→ AIM OF THE EXERCISE:
Lay out the data below as a JSON list of strings, with one string for each line and blank lines omitted.

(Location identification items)
-=-=-=-=-
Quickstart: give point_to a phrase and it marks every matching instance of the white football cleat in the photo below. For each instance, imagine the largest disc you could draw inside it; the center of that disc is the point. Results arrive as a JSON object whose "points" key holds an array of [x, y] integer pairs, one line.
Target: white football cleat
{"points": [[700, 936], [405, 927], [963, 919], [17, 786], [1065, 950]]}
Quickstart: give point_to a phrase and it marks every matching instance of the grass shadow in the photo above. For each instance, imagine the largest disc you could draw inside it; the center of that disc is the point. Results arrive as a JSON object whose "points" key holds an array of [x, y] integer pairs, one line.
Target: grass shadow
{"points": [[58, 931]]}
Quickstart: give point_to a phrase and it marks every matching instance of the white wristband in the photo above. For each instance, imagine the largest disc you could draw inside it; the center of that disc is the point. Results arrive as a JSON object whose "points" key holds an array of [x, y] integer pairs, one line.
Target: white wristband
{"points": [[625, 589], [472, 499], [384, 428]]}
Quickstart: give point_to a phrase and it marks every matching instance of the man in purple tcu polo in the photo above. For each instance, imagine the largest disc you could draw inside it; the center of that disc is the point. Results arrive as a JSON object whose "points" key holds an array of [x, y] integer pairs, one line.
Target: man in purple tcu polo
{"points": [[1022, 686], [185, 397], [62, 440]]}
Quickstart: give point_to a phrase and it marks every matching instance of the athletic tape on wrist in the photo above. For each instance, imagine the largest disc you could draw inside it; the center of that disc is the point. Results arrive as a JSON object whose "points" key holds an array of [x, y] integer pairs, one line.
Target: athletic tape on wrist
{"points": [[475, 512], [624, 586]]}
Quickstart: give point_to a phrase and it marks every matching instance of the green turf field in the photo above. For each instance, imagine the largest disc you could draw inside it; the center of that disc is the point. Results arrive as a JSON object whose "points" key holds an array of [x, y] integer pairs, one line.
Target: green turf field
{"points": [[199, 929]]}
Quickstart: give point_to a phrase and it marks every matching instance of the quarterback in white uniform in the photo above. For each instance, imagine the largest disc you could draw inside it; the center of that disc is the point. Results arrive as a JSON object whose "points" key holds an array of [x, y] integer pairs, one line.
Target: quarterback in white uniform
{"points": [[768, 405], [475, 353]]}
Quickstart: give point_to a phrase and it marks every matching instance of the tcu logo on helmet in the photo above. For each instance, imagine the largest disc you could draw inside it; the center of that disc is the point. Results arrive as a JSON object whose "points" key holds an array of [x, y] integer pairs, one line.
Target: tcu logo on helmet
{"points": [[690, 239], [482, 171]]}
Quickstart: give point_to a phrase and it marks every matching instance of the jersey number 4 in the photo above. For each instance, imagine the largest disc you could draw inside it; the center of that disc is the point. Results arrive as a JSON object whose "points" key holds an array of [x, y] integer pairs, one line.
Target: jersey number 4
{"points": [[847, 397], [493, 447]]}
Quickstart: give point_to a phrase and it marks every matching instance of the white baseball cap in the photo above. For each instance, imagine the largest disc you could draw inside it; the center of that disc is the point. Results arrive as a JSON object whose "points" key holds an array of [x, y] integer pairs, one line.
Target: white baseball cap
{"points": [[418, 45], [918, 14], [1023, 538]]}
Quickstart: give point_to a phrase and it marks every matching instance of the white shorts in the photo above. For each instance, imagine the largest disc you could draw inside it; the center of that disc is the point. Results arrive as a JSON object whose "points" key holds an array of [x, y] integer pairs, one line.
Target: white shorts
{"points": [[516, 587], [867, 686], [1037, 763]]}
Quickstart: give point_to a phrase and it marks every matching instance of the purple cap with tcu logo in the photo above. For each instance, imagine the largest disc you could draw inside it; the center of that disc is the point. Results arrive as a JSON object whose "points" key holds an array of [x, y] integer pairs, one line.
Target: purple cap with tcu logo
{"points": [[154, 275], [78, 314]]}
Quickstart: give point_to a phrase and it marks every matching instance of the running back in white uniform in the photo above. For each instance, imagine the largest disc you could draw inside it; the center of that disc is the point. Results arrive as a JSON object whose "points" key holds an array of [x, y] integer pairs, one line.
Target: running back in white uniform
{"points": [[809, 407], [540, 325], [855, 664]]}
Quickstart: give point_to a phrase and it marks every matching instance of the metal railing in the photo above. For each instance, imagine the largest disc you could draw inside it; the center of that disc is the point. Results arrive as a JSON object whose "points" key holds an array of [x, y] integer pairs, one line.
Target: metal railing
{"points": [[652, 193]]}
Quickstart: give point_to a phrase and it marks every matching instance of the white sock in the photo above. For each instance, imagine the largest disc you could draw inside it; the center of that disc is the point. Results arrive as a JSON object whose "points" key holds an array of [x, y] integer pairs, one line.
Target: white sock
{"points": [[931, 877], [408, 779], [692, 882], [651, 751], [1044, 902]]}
-=-=-=-=-
→ TASK SOLUTION:
[
  "Quickstart: give point_to a phrase and it marks every matching instance of the white football cleat in the photo below. For each instance, imagine the largest disc you could draw inside it; the center of that disc is the point. Results arrive as a JSON object whose \"points\" key holds an array of [x, y] integer pairs, one line.",
  "Target: white football cleat",
  "{\"points\": [[700, 936], [405, 927], [963, 919], [17, 786], [1065, 950]]}",
  "Quickstart: give point_to a phrase and it marks every matching instance of the grass shadow in the photo above. For each instance, imagine the largest disc you could draw inside it; the center of that disc is the point. Results arrive as a JSON object whose \"points\" key holds an array of [x, y] integer pairs, one line.",
  "Target: grass shadow",
  "{\"points\": [[58, 931]]}",
  "Quickstart: give point_to a phrase and it marks every matching instance of the white wristband in the photo above. For each instance, imagine the largest disc you could draw inside it; the center of that disc is the point. Results arrive as a JSON object whose \"points\" key holds an array of [x, y] integer pairs, one line.",
  "Target: white wristband",
  "{\"points\": [[625, 589], [472, 499], [384, 428]]}",
  "Quickstart: give point_to a phrase and it marks every matching instance of the man in purple tcu polo in the photo above. For each instance, imagine the largest disc you could draw inside it; the center of that disc is the point. Results arrive as a JSON object whose \"points\" key holds an array of [x, y] integer pairs, one line.",
  "Target: man in purple tcu polo",
  "{\"points\": [[1022, 686], [185, 397], [62, 440]]}",
  "Quickstart: give point_to a phrase and it marks every matching instance of the athletic tape on wrist in the photo above. For each instance, imagine the largest disc you could draw inside it; the center of that disc is the point. Results arrive as a JSON object whose \"points\" key holds an array of [x, y] integer pairs, one line.",
  "Target: athletic tape on wrist",
  "{\"points\": [[475, 512], [624, 586]]}",
  "Quickstart: give point_to a phrase and it marks every matching instance of the green turf field in the photo above. For each instance, imagine the largest disc you could draw inside it; the center of that disc is the point. Results arrive as a JSON object whose \"points\" key holds an array of [x, y] integer pairs, one line.",
  "Target: green turf field",
  "{\"points\": [[199, 929]]}",
  "Quickstart: give point_to a phrase and it marks every matching instance of the quarterback in white uniform in the photo above. For each instance, imagine the largest disc you could draw inside it; the center of that disc is the point. Results arrive as a JSON object whose \"points\" key holds an array of [x, y] integer pairs, one line.",
  "Target: quarterback in white uniform",
  "{\"points\": [[768, 405], [475, 353]]}",
  "Quickstart: give point_to a phrase and it marks every matching instance of the tcu logo on helmet in the photo above. For each instance, imagine the largest disc you could draw inside it; the center of that disc is the point. Results arrive as a JSON object whose \"points\" key holds an array of [x, y] integer pairs, one line.",
  "Target: tcu logo on helmet",
  "{\"points\": [[690, 239], [482, 171]]}",
  "Quickstart: give point_to a phrase and it marks every matching instance of the jersey number 4 in the photo above. For each instance, imagine the largest disc you could draw inside it; the center of that disc is the point. Results arrive as a JSON object whose \"points\" key holds an array of [x, y] integer pairs, one line.",
  "Target: jersey number 4",
  "{\"points\": [[847, 397], [493, 447]]}",
  "Quickstart: give point_to a phrase and it marks every matching instance of the white baseball cap in the photo above. For each instance, imagine the largest disc you could draw inside it; the center of that disc is the point. Results arrive as a JSON object whose \"points\" key holds an array of [x, y] integer pairs, one line.",
  "Target: white baseball cap",
  "{\"points\": [[418, 45], [918, 14], [1023, 538]]}",
  "Quickstart: give point_to a phrase and it marks every matching instance of the white shorts in the photo above. For each instance, imagine the largest disc you could draw inside it; the center of that disc is the point. Results arrive as a JSON object whose \"points\" key holds an array of [x, y] integer pairs, one line.",
  "Target: white shorts",
  "{\"points\": [[516, 587], [867, 686], [1037, 763]]}",
  "Quickstart: give point_to a phrase and it marks every matching instance of the purple cap with tcu logo in the photo above. For each instance, imagine the largest disc you could draw inside it; the center of that disc is the point. Results arrive as a JSON object whose \"points\" key holds an array of [x, y] integer pairs, one line.",
  "Target: purple cap with tcu logo",
  "{\"points\": [[154, 275], [78, 314]]}",
  "Quickstart: give point_to a phrase and it marks every matching instance of the running back in white uniform in the photo above. For each instance, imagine the largest disc you could draw inside it; the center of that disc is the point. Results arrive as a JSON object whose \"points\" key holds an array of [x, y] integer pairs, one line.",
  "Target: running back in white uniform",
  "{\"points\": [[809, 407], [540, 325], [855, 664]]}",
  "Quickstart: give point_to a phrase and it marks every matching instance of the metal railing in the photo above. For each instance, imagine the largest disc you could draw inside it; the center of that disc is the point. Results arrive as a JSON object whose \"points\" key holds an array of [x, y] integer pairs, one line.",
  "Target: metal railing",
  "{\"points\": [[652, 193]]}",
  "Quickstart: give point_to a phrase and it marks every matching instance of the white sock in the photo above. For each instance, imagine the largest disc you could draw inside it; the center of that disc is the point. Results arrive as a JSON object whose \"points\" key holds an array of [x, y] integer pairs, one line.",
  "Target: white sock",
  "{\"points\": [[931, 877], [408, 779], [692, 882], [651, 751], [1044, 902]]}"
]